It’s time we actually looked at skills instead of job titles & length of experience

I've had an eclectic career preferring to take on roles that were interesting or challenging over a linear path upwards. To reference the over referenced Sheryl Sandberg; I’m making my way around a jungle gym not up a ladder. While this works for me and I am able to make an impact in the roles I embark on its not always as easy for recruiter or hiring manager to see it the same way. In all interviews since arriving in London I have had explained the same thing over and over; why the skills in strategic sourcing and market research are the same.

So here is 6 reasons why success in market research is the same as success in strategy sourcing/ procurement.

1. You have to research or procure just about anything

Everything in a business is procured, from HR services to the label on a beer bottle & what’s on the inside. Sourcing pros have to learn quickly to not only write tenders but to negotiate with people who have been in their industries their whole career.

Market researchers have to research everything. The issues, contexts and questions are ever changing. The importance & impact of social media is one such example. Success in market research & customer insights comes from being able to research it all.

| Task requirements |
1) In the article on skills versus job titles, transcribe the part that opens with the words containing "Everything in a" and closes with "their whole career.".
2) Condense the paragraph of the article on skills versus job titles that begins "Market researchers have to research everything" into a short bulleted list that keeps its main facts.
3) Resume the article on skills versus job titles right after its last sentence.

| Data rows |
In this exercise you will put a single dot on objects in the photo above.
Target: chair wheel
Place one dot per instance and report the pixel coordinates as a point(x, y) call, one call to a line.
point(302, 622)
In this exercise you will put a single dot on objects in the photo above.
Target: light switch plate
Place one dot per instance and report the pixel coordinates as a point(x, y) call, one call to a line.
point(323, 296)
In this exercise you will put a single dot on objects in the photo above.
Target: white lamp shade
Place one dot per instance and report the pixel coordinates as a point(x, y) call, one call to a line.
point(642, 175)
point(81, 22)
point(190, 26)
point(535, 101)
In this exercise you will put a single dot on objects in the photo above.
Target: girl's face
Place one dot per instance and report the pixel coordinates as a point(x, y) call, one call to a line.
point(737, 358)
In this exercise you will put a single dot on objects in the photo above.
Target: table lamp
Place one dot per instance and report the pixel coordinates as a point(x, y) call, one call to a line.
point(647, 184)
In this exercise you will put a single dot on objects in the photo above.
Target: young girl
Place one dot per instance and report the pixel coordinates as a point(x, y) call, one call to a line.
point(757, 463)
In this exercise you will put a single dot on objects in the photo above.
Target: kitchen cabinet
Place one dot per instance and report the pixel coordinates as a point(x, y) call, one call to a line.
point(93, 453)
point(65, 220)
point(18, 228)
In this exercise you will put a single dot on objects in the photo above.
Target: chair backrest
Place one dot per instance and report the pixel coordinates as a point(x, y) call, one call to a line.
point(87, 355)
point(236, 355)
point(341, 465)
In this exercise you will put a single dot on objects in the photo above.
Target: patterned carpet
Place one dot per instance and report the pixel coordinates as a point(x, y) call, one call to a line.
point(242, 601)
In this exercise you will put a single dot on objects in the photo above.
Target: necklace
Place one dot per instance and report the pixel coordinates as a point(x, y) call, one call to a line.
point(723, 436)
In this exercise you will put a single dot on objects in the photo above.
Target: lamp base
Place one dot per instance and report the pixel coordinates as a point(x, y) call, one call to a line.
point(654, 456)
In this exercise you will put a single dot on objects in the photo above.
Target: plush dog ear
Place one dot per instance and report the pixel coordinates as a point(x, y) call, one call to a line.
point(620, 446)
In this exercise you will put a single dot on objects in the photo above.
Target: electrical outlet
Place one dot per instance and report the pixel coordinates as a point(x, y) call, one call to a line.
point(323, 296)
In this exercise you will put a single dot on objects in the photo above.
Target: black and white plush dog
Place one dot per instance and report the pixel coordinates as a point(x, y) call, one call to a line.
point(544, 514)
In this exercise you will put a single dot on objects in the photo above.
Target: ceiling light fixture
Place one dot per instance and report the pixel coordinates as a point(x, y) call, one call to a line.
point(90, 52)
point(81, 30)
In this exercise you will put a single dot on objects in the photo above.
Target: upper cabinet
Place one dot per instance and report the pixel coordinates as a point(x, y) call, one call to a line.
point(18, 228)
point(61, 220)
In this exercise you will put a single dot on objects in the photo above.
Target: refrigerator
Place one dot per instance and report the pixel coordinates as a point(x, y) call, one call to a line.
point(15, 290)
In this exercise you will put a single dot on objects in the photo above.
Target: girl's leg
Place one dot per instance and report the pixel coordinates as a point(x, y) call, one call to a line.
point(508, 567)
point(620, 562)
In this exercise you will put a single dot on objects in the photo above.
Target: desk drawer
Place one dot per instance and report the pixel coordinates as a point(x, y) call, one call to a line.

| Results of the exercise |
1)
Everything in a business is procured, from HR services to the label on a beer bottle & what’s on the inside. Sourcing pros have to learn quickly to not only write tenders but to negotiate with people who have been in their industries their whole career.

2)
- Market researchers must research everything.
- The issues, contexts and questions keep changing.
- One example is the importance and impact of social media.
- Success in market research and customer insights comes from being able to research it all.

3)
2. Surveys, discussion guides or tenders, it’s all about the questions

Tenders are surveys to businesses. All tenders are written with the outputs in mind; to be easily evaluated according to structured & agreed evaluation criteria. (That’s why it can be frustrating to respond to them). Then again surveys don’t always match what you want to say either.

In research the questions & answer options are king. Your insights are only as good as the research plan & methodologies applied. Building a well structured survey or discussion guide makes sure your insights to be useful. And that’s what we’re after, the insights.

3. Insights are derived from both quantitative & qualitative methods

Structured, quantitative tenders will only serve to get a shortlist of qualified suppliers. Touching the products or meeting the people delivering the services can make or break the selection. It’s the icing on the cake.

Good research plans have a deliberate balance between quantitative & qualitative research methods. Deciding which to use & when ensures insights are powerful and relevant.

4. It’s all for nothing if the you can’t influence decision makers

Stakeholders tend to vary in tender projects and there are usually competing objectives. Budgets versus quality can be an issue. A strong ability to influence through communication & interpersonal skills is key to getting a final, negotiated contract.

Clients or stakeholders tend to want research to back up their ideas. A strong ability to influence through communication & interpersonal skills is key to getting an insight actioned. After all the researcher is rarely held responsible for the decisions made.

5. Oh wait, it’s all for nothing if you can’t manage multiple perspectives & agendas

Competing stakeholder objectives can make agreeing impossible. The key to success is balancing the needs of budget holders with users or technical people. It involves a lot of management of stakeholder expectation & perspectives.

Ever told a creative person their work wasn’t liked in research? It’s hard & doesn’t make you friends. Understanding the rational or emotional perspectives & agendas makes influencing much more effective.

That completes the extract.